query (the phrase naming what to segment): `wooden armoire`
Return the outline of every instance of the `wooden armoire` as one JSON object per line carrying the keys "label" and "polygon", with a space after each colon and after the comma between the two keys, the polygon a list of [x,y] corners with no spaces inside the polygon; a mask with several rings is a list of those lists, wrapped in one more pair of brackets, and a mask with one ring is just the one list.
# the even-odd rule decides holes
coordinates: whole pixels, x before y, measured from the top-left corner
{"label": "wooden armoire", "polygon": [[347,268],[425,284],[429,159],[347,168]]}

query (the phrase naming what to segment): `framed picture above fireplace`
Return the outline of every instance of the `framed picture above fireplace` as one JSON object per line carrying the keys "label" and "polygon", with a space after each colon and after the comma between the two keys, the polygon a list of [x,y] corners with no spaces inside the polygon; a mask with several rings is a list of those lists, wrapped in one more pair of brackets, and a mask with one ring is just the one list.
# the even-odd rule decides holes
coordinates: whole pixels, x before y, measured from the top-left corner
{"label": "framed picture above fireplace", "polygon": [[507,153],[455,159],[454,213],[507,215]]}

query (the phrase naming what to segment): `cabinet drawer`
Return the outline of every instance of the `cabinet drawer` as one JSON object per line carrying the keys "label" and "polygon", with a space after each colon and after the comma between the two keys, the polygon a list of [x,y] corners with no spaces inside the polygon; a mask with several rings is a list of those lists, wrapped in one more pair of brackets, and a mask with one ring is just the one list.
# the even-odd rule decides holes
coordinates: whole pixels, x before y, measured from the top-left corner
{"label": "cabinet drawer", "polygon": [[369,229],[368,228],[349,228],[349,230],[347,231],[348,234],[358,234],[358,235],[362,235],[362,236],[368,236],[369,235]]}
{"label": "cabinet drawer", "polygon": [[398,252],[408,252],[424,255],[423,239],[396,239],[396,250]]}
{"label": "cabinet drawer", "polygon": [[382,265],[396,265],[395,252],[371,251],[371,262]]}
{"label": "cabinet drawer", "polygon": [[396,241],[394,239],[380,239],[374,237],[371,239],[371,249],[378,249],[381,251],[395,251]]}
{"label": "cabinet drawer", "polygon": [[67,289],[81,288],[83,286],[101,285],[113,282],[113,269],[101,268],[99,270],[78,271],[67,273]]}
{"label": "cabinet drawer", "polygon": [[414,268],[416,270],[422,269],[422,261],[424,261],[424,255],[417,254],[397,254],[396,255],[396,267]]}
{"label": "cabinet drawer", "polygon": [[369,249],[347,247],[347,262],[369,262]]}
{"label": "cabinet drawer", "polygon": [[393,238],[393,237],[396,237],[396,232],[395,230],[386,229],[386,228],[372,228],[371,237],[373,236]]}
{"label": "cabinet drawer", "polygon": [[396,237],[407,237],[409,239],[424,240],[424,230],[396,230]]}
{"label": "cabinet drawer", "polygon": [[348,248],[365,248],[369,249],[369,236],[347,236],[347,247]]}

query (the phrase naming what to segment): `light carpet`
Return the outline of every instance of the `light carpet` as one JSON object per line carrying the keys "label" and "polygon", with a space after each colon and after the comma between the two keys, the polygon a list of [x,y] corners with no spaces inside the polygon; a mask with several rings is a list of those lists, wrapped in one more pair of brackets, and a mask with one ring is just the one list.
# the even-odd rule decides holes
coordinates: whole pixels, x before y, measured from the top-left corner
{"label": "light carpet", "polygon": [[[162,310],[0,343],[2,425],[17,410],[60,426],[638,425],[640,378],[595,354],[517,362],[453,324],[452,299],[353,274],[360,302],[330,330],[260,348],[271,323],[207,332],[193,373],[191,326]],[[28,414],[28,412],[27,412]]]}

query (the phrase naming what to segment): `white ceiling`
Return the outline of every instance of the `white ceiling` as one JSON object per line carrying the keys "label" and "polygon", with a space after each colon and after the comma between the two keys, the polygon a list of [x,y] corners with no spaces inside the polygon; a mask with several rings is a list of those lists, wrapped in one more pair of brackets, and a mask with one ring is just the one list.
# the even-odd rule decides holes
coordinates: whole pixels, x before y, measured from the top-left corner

┄┄┄┄┄┄

Try it
Would you transcribe the data above exactly as it stands?

Finished exercise
query (the phrase naming what to segment): `wooden armoire`
Return the outline of every instance of the `wooden armoire` as one JSON object per line carrying the keys "label" and "polygon", with a space after each colon and after the comma between the two keys, the polygon a list of [x,y] corners with no spaces inside the polygon; a mask with several rings is a list of those lists, wrapped in one more pair of brackets, and a mask with one ring is just the one list.
# the even-odd rule decides holes
coordinates: whole pixels, x before y, measured from the top-left corner
{"label": "wooden armoire", "polygon": [[347,268],[425,284],[429,159],[347,168]]}

query (the phrase naming what to segment): `framed picture above fireplace`
Return the outline of every instance of the `framed picture above fireplace` as one JSON object per line carrying the keys "label" and "polygon", with a space after each colon and after the comma between the two keys, the polygon a list of [x,y] corners with no spaces inside the polygon; a mask with several rings is a list of those lists, wrapped in one more pair of brackets, and a mask with one ring is just the one list.
# the even-odd rule decides holes
coordinates: whole pixels, x before y, measured from the top-left corner
{"label": "framed picture above fireplace", "polygon": [[507,153],[455,159],[454,213],[507,215]]}

query (the phrase naming what to segment): `cabinet drawer`
Return the outline of every instance of the `cabinet drawer` as one JSON object per line carrying the keys "label" and "polygon", with a space after each colon and after the comma between the two keys, the polygon a list of [x,y] corners with no spaces inside the polygon; a mask with several rings is a list of those lists, wrapped in one more pair of brackets, and a mask with one ring is just the one list.
# the even-odd rule decides holes
coordinates: whole pixels, x before y, measured from the top-left corner
{"label": "cabinet drawer", "polygon": [[369,229],[368,228],[349,228],[349,230],[347,231],[348,234],[358,234],[358,235],[362,235],[362,236],[368,236],[369,235]]}
{"label": "cabinet drawer", "polygon": [[398,252],[408,252],[424,255],[423,239],[396,239],[396,250]]}
{"label": "cabinet drawer", "polygon": [[382,265],[396,265],[395,252],[371,251],[371,262]]}
{"label": "cabinet drawer", "polygon": [[396,241],[394,239],[380,239],[374,237],[371,239],[371,249],[378,249],[381,251],[395,251]]}
{"label": "cabinet drawer", "polygon": [[67,289],[81,288],[83,286],[101,285],[113,282],[113,269],[101,268],[99,270],[78,271],[67,273]]}
{"label": "cabinet drawer", "polygon": [[414,268],[416,270],[422,269],[422,261],[424,261],[424,255],[417,254],[397,254],[396,255],[396,267]]}
{"label": "cabinet drawer", "polygon": [[369,249],[347,247],[347,262],[369,262]]}
{"label": "cabinet drawer", "polygon": [[393,238],[393,237],[396,237],[396,232],[395,230],[386,229],[386,228],[372,228],[371,237],[373,236]]}
{"label": "cabinet drawer", "polygon": [[396,237],[407,237],[409,239],[424,240],[424,230],[396,230]]}
{"label": "cabinet drawer", "polygon": [[348,248],[365,248],[369,249],[369,236],[347,236],[347,247]]}

query (the phrase naming what to segment): `light carpet`
Return the outline of every instance of the `light carpet` as one JSON object per line carrying the keys "label" and "polygon", with a space after each colon and after the comma between the two keys, the polygon a list of [x,y] corners with no spaces inside the polygon; a mask with several rings is a list of those lists, wrapped in one more pair of brackets, and a mask with one ring is just the one list.
# the even-odd rule decides holes
coordinates: whole pixels, x before y, measured from the top-left corner
{"label": "light carpet", "polygon": [[[162,310],[0,343],[2,425],[17,410],[60,426],[638,425],[640,378],[595,354],[517,362],[453,324],[452,299],[353,274],[360,302],[330,330],[260,348],[271,323],[207,332],[193,373],[191,326]],[[28,414],[28,412],[27,412]]]}

query (the phrase naming what to segment): `white ceiling`
Return the outline of every instance of the `white ceiling` as one JSON object per line carrying the keys "label" and "polygon", with a space after each colon and after the comma between the two keys, the polygon a list of [x,y] corners with no spaces inside the polygon; a mask with several rings is a list of those lists, wrapped in one more pair of brackets, and a mask with one ring is just the one list.
# the even-odd rule decides holes
coordinates: whole pixels, x before y, measured from the top-left corner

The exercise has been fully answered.